━━━ Exercise input ━━━

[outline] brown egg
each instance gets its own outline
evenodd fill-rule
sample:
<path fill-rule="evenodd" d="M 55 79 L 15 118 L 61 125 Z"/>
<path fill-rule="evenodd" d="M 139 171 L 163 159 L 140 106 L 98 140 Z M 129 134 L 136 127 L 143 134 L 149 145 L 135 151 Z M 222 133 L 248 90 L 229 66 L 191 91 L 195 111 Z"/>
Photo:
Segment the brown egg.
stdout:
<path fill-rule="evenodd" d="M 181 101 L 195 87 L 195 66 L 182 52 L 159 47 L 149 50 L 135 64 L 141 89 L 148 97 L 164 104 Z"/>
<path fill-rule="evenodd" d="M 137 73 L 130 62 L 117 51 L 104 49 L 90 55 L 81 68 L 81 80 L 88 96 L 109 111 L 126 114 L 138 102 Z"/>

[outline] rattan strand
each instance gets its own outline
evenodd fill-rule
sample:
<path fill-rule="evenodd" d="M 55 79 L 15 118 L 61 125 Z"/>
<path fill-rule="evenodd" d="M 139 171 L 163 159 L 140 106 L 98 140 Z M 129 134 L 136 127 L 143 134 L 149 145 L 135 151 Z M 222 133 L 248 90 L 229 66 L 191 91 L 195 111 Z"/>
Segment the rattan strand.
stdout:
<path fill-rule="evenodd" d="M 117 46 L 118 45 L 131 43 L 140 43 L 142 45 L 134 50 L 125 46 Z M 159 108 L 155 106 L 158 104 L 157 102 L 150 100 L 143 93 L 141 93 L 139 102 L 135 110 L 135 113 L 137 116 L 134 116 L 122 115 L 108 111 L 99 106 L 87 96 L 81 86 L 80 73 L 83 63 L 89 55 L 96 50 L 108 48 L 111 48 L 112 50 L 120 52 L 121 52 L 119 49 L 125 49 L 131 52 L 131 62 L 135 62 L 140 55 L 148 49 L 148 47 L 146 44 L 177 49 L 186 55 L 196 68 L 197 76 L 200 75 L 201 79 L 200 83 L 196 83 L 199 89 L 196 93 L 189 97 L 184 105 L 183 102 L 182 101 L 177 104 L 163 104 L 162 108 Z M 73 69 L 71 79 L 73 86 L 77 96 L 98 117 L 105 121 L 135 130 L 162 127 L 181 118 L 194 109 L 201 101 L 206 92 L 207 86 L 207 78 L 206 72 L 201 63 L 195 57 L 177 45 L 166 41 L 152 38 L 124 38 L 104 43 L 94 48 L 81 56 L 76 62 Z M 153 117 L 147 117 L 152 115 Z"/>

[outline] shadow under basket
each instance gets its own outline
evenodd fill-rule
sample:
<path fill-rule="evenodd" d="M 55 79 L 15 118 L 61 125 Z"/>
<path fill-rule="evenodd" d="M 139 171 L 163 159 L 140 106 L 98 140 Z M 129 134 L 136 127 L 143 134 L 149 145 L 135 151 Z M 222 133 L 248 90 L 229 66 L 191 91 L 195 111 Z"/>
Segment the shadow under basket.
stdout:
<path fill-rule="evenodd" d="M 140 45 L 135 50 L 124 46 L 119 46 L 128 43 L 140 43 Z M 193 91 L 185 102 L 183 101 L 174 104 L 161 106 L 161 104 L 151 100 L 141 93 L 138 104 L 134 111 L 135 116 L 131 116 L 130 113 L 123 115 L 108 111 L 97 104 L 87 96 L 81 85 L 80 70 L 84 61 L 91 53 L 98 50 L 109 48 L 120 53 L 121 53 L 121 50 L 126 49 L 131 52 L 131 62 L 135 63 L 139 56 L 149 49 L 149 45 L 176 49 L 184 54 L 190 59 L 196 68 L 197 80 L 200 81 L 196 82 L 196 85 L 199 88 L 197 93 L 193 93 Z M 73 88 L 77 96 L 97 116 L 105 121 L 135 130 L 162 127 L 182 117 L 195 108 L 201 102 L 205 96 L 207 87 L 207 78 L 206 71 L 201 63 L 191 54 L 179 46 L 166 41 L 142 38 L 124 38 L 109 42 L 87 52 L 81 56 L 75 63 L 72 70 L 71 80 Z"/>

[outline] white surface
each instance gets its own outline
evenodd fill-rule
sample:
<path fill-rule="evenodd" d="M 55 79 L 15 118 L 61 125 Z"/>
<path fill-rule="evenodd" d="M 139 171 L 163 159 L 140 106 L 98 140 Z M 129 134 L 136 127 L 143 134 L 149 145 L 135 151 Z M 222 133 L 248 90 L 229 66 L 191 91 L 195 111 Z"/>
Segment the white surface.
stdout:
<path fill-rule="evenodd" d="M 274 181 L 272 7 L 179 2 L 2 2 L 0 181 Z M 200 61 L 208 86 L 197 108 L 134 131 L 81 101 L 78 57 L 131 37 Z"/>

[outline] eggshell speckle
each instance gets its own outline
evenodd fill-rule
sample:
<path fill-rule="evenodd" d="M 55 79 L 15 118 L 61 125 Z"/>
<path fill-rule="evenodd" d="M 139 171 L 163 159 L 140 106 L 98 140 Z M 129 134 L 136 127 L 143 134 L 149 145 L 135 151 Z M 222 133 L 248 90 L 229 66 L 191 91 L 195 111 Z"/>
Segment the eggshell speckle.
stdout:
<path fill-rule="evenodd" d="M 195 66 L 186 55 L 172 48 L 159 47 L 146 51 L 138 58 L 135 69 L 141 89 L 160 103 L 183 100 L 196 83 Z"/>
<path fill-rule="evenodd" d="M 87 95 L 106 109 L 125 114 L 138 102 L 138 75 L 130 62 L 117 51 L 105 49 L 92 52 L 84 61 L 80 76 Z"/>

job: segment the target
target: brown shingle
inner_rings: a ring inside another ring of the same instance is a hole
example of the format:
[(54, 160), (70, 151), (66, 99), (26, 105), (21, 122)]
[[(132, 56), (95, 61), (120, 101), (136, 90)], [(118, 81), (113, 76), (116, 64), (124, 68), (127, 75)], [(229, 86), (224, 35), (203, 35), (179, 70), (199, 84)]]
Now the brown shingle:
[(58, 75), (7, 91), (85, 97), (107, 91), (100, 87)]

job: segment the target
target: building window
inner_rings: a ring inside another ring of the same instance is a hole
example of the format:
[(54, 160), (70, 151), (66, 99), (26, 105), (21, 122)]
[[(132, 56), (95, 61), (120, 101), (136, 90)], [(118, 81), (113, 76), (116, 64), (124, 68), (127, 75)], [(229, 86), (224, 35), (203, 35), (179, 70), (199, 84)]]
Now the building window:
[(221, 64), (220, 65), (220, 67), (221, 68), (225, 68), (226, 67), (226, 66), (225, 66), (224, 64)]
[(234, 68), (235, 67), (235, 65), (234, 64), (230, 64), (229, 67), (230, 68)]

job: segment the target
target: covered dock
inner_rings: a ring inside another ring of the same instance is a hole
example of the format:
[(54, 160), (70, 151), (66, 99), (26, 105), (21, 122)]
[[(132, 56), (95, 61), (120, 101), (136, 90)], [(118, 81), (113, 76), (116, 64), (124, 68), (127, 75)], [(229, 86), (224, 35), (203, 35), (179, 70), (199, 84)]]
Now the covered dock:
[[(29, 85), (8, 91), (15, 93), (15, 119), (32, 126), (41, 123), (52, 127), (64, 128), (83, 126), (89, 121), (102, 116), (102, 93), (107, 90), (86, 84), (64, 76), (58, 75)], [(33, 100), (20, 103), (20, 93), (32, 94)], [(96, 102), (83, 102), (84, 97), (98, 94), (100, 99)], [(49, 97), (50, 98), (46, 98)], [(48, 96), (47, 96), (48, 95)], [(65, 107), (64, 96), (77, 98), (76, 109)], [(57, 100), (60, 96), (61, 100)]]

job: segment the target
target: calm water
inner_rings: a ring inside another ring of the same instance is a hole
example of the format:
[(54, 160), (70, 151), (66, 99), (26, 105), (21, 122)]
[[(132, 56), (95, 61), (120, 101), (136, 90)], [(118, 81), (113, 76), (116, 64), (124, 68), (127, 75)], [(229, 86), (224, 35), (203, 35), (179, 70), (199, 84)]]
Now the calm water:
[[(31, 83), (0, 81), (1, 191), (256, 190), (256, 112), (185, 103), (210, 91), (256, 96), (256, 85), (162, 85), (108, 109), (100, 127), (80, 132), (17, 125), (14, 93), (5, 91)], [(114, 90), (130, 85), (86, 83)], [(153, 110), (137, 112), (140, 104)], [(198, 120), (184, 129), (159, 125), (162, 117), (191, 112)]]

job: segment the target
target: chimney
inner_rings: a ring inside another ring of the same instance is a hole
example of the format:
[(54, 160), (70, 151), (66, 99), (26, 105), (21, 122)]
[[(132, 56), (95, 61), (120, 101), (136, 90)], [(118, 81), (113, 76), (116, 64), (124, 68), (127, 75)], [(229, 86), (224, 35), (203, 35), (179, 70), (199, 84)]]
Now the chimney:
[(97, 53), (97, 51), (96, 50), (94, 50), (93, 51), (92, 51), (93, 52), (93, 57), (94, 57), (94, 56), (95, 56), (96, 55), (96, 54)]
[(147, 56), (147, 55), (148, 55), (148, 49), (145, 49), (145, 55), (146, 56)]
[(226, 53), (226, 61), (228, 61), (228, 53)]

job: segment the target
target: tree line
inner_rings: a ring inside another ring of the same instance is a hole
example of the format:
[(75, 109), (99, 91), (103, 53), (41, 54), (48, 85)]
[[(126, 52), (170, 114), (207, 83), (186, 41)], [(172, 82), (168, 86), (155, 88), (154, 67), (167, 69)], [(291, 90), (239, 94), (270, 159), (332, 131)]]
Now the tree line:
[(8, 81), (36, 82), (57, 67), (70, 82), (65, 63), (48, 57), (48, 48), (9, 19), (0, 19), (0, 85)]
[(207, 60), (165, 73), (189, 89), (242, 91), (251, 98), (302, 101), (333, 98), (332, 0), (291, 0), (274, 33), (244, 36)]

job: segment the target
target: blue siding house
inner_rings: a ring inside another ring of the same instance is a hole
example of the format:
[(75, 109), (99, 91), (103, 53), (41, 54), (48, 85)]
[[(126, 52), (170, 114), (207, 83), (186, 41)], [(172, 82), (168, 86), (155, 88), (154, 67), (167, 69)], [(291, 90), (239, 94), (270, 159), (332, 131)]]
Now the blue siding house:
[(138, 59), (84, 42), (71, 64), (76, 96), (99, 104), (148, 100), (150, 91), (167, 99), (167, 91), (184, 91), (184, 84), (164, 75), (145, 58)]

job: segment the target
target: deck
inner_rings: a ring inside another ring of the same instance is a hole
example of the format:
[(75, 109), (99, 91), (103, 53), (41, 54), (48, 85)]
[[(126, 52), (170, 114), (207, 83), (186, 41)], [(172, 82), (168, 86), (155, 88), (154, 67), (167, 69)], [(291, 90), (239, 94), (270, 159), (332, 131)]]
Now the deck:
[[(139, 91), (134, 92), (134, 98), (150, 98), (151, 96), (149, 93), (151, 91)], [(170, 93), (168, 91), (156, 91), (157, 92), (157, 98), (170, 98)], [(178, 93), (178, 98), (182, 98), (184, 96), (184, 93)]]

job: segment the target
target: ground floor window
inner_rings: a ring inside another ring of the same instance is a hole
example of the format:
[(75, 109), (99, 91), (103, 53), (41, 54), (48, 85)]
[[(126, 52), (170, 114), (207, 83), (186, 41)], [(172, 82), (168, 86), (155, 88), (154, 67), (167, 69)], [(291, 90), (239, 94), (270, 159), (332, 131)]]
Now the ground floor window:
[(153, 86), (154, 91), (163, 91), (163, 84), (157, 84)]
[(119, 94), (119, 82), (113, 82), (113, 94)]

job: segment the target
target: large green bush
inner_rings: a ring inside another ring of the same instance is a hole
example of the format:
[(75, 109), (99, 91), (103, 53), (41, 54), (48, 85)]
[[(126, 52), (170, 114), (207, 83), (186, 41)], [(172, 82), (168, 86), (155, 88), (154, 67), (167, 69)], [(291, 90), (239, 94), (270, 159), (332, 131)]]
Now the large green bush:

━━━

What you need to do -
Count the lines in the listing above that contain the string "house", where uppercase and lowercase letters count as different, and reply with that number alone.

Right answer -
2